How to complete this task: Provide an exact copy of the data, excluding the images.

[Dataset records]
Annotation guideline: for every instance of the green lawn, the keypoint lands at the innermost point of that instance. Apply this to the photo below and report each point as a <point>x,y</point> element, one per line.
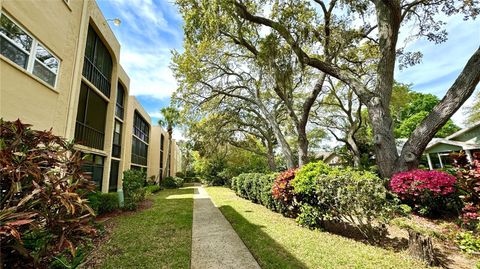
<point>158,237</point>
<point>277,242</point>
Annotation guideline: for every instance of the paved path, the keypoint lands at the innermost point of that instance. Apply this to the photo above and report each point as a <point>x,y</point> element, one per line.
<point>214,242</point>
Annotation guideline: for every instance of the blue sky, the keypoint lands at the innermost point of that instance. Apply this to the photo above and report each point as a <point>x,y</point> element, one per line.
<point>150,29</point>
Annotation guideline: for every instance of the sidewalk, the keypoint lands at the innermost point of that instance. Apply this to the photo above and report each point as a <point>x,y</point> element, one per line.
<point>214,242</point>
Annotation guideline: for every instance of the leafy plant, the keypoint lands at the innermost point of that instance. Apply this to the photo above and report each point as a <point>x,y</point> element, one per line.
<point>152,189</point>
<point>355,197</point>
<point>133,181</point>
<point>103,203</point>
<point>468,242</point>
<point>283,192</point>
<point>44,210</point>
<point>172,182</point>
<point>427,191</point>
<point>306,179</point>
<point>469,188</point>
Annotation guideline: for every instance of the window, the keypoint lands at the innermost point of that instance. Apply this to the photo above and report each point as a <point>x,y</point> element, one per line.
<point>22,49</point>
<point>112,184</point>
<point>93,167</point>
<point>141,127</point>
<point>97,66</point>
<point>117,139</point>
<point>139,152</point>
<point>120,100</point>
<point>91,114</point>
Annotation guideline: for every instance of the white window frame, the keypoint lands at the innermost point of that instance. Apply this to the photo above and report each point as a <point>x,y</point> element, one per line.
<point>32,57</point>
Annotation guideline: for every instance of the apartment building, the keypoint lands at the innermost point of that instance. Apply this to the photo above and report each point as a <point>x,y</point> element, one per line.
<point>60,69</point>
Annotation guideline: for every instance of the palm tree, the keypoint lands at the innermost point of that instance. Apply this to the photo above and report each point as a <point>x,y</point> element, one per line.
<point>169,120</point>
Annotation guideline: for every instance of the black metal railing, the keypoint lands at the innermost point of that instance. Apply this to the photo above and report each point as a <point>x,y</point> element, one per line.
<point>119,111</point>
<point>88,136</point>
<point>137,159</point>
<point>116,150</point>
<point>96,77</point>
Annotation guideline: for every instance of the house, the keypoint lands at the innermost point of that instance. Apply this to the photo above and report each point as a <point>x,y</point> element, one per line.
<point>60,69</point>
<point>331,158</point>
<point>467,140</point>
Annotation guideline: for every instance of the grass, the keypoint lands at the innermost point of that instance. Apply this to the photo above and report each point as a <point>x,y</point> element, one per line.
<point>158,237</point>
<point>278,242</point>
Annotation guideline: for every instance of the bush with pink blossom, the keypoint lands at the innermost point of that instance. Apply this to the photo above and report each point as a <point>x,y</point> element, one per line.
<point>428,192</point>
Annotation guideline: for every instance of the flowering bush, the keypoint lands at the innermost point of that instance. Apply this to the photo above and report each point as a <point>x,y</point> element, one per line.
<point>469,188</point>
<point>282,191</point>
<point>427,191</point>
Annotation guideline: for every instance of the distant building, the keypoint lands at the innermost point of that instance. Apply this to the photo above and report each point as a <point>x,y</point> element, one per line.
<point>60,69</point>
<point>467,140</point>
<point>331,158</point>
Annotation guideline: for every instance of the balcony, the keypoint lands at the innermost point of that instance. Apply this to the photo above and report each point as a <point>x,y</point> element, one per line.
<point>93,74</point>
<point>119,111</point>
<point>140,160</point>
<point>88,136</point>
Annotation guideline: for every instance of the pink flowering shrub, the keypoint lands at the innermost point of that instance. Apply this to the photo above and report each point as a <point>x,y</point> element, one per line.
<point>468,175</point>
<point>427,191</point>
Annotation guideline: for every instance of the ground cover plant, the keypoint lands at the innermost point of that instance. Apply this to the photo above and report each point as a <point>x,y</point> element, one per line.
<point>156,237</point>
<point>278,242</point>
<point>133,181</point>
<point>44,212</point>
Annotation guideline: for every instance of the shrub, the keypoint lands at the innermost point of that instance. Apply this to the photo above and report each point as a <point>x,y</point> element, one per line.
<point>152,189</point>
<point>355,197</point>
<point>172,182</point>
<point>468,242</point>
<point>133,181</point>
<point>103,203</point>
<point>306,179</point>
<point>266,197</point>
<point>282,191</point>
<point>43,206</point>
<point>468,176</point>
<point>427,191</point>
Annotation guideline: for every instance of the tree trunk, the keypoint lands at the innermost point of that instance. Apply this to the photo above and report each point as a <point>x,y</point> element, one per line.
<point>389,18</point>
<point>284,146</point>
<point>167,163</point>
<point>302,146</point>
<point>421,248</point>
<point>353,147</point>
<point>459,92</point>
<point>271,157</point>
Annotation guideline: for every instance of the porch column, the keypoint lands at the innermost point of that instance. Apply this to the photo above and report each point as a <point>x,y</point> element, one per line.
<point>440,159</point>
<point>469,156</point>
<point>429,161</point>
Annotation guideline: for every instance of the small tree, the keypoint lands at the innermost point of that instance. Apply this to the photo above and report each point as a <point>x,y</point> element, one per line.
<point>170,119</point>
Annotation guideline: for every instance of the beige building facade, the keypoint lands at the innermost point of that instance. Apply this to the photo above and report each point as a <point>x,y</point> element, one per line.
<point>60,69</point>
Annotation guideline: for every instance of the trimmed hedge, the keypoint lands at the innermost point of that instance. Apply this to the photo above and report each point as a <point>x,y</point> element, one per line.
<point>152,189</point>
<point>172,182</point>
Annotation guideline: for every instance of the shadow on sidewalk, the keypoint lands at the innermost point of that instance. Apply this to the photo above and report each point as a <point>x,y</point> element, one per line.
<point>267,252</point>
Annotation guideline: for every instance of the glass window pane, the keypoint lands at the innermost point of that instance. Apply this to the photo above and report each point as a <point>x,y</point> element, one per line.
<point>46,58</point>
<point>44,73</point>
<point>13,53</point>
<point>12,31</point>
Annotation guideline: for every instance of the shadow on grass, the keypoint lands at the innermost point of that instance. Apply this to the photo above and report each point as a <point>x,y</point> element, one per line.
<point>267,252</point>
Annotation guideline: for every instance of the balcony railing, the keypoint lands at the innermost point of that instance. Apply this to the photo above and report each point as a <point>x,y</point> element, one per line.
<point>116,150</point>
<point>96,77</point>
<point>119,111</point>
<point>88,136</point>
<point>137,159</point>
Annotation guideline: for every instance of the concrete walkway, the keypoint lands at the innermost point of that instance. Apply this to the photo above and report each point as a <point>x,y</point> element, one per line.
<point>214,242</point>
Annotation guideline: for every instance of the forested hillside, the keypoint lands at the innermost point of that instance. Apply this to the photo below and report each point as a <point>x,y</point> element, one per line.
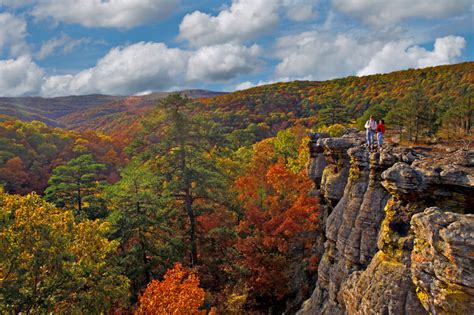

Response:
Annotation guideline: for every instance of the green lawn, the keypoint lands at the innermost point of that instance. Apply this to the photo below and report each point as a <point>x,y</point> element, one per line.
<point>158,237</point>
<point>277,242</point>
Annotation guideline: for every instance of the paved path, the keypoint lands at the innermost point of that instance. Apply this to the photo above and report each point as a <point>x,y</point> element, one per line.
<point>214,242</point>
Annotation guideline: for every instance of the blue sky, the keypoint lands at the innermost point of that instance. Apply this to the photo above and report each point as a <point>x,y</point> element, one per line.
<point>150,29</point>
Annotation guideline: for every instance of the sidewalk, the keypoint lands at the innermost point of that instance. Apply this to the photo above and report each point as a <point>x,y</point> element, one per line.
<point>214,242</point>
Annotation guideline: for every instance of the leafy plant, the keypoint lands at the innermost point of that instance. Apply this to the photo above and report each point as a <point>x,y</point> element, one per line.
<point>152,189</point>
<point>355,197</point>
<point>133,181</point>
<point>103,203</point>
<point>468,242</point>
<point>283,192</point>
<point>44,210</point>
<point>172,182</point>
<point>427,191</point>
<point>306,179</point>
<point>469,188</point>
Annotation guideline: for every instance of the window, the keypoint lands at the innermost point of that instance. Apply this to the photo above and report each point as a <point>x,y</point> element, one per line.
<point>22,49</point>
<point>112,184</point>
<point>93,167</point>
<point>141,127</point>
<point>97,66</point>
<point>117,139</point>
<point>139,152</point>
<point>120,100</point>
<point>91,114</point>
Annotation guideline: for every instance of the white window frame, the keypoint lands at the innermost point of that instance. Apply this to the photo above and report each point as a <point>x,y</point> element, one per line.
<point>32,57</point>
Annotation guideline: for every instance of the apartment building, the keypoint lands at the innermost point of that instance. Apply this to the photo above and report each point as a <point>x,y</point> element, one per line.
<point>60,69</point>
Annotation guideline: for every instance of the palm tree, the keypoint lands at the innermost point of that instance. Apply this to the photo above and report each point as a <point>x,y</point> element, one per line.
<point>169,120</point>
Annotation guideline: for every instance of the black metal railing, the keypoint lands at the innermost point of that instance. Apply this to the photo above and report each point as a <point>x,y</point> element, one per line.
<point>119,111</point>
<point>88,136</point>
<point>137,159</point>
<point>116,150</point>
<point>96,77</point>
Annotation guideline: for every instance of the house, the keypoint lands at the innermost point of that instance. Apply this to the photo above and report each point as a <point>x,y</point> element, one per line.
<point>60,69</point>
<point>331,158</point>
<point>467,140</point>
Annotation guideline: for every instance of the grass, the keypoint lands at the innermost point of that instance. Apply this to the photo above and report each point as a <point>x,y</point> element, one per line.
<point>158,237</point>
<point>278,242</point>
Annotation guideline: for every instance of the bush with pink blossom, the keypoint lands at the innermost point of that instance. Apply this to the photo above and report each point as a <point>x,y</point> element, one per line.
<point>428,192</point>
Annotation guideline: for every instance of the flowering bush, the keypoint lands at the innermost point of that instance. Apply this to the photo above and report each point as a <point>x,y</point> element, one per line.
<point>469,188</point>
<point>282,191</point>
<point>427,191</point>
Annotation guideline: for every instance of the distant building, the keypoint lands at the innermost point of that instance. Apply this to the photo above and report each point as a <point>x,y</point> element, one per line.
<point>60,69</point>
<point>467,140</point>
<point>331,158</point>
Annotation guideline: for every instance of the balcony, the keypoint lands at the innermost point of that instance. Apply this to the photo above and report each point as a <point>x,y</point> element, one per line.
<point>93,74</point>
<point>119,111</point>
<point>140,160</point>
<point>88,136</point>
Annotation guideline: for every instance of the pink flowering shrub, the keypoint lands at the innermost point of that instance. Apply this to the photo above and report each point as a <point>x,y</point> element, one per line.
<point>468,175</point>
<point>427,191</point>
Annotation guideline: for every instance of the ground cover plant, the keypoint lands at the innermost point of that instance. Apply this to the photo above and report each point as a <point>x,y</point> element, one per line.
<point>156,237</point>
<point>278,242</point>
<point>133,181</point>
<point>44,212</point>
Annotation guideline: for every instance of the shrub, the keypoint lands at the innermost point of that instance. Apply this to the photo above and report each point as a <point>x,y</point> element, one per line.
<point>152,189</point>
<point>355,197</point>
<point>172,182</point>
<point>468,242</point>
<point>133,181</point>
<point>103,203</point>
<point>306,179</point>
<point>266,197</point>
<point>282,191</point>
<point>43,206</point>
<point>468,176</point>
<point>427,191</point>
Annotation guideline: for every instance of the tree trunk, the keypoint lands at the innermost point of that instance. Apply this to the photo above and report each point as a <point>x,y</point> element, one per line.
<point>389,18</point>
<point>284,146</point>
<point>167,163</point>
<point>302,146</point>
<point>421,248</point>
<point>353,147</point>
<point>459,92</point>
<point>271,157</point>
Annotation guideline: for every instance of the porch column, the keypoint lands at the innermost point of that instance. Apply this to the photo above and report each point as a <point>x,y</point> element, one per line.
<point>440,159</point>
<point>469,156</point>
<point>429,161</point>
Annotation guideline: for every instance of the small tree, the keypoint lands at the innermost point of that instance. Apply this to the photo above and report each point as a <point>x,y</point> element, one per line.
<point>170,119</point>
Annotation guideline: for every instance of the beige building facade, the keypoint lands at the innermost point of that instance. Apply this to the photo above and report each point as a <point>x,y</point> element, one per line.
<point>60,69</point>
Annotation guideline: for every instance of the trimmed hedge, the keypoint lands at the innermost point of that instance. Apply this to the photo above and report each point as a <point>x,y</point> element, one per line.
<point>152,189</point>
<point>172,182</point>
Annotation guideline: for every instance of the shadow on sidewalk, the keypoint lands at the innermost point of that instance. Apply this to the photo above and report each point as a <point>x,y</point> element, one per line.
<point>267,252</point>
Annotation guideline: for every instance of the glass window pane, the keypoint lands at the innermost point of that instance. Apply this to the photo above and report each point as a <point>x,y</point> element, one per line.
<point>46,58</point>
<point>44,73</point>
<point>13,53</point>
<point>12,31</point>
Annotation guideline: for every instance of the shadow on grass, the keypoint lands at the innermost point of that instance. Apply this to the photo above and report each point as a <point>x,y</point> element, one per line.
<point>267,252</point>
Annotation guideline: for every instance of the balcony railing, the keypoint lands at the innermost point of that instance. Apply this to the photo above and report each point as a <point>x,y</point> element, one per line.
<point>116,150</point>
<point>96,77</point>
<point>119,111</point>
<point>88,136</point>
<point>137,159</point>
Annotation guideline: for every instance of the concrete walkway, the keypoint lands at the innermost point of that instance. Apply this to the photo above and report each point as a <point>x,y</point> element, one per line.
<point>214,242</point>
Annotation guideline: for every instance of the forested hillside, the keypoint lands at the innermost point of that instance. Apply this to the photo below and report each point as a <point>x,y</point> element, one per line.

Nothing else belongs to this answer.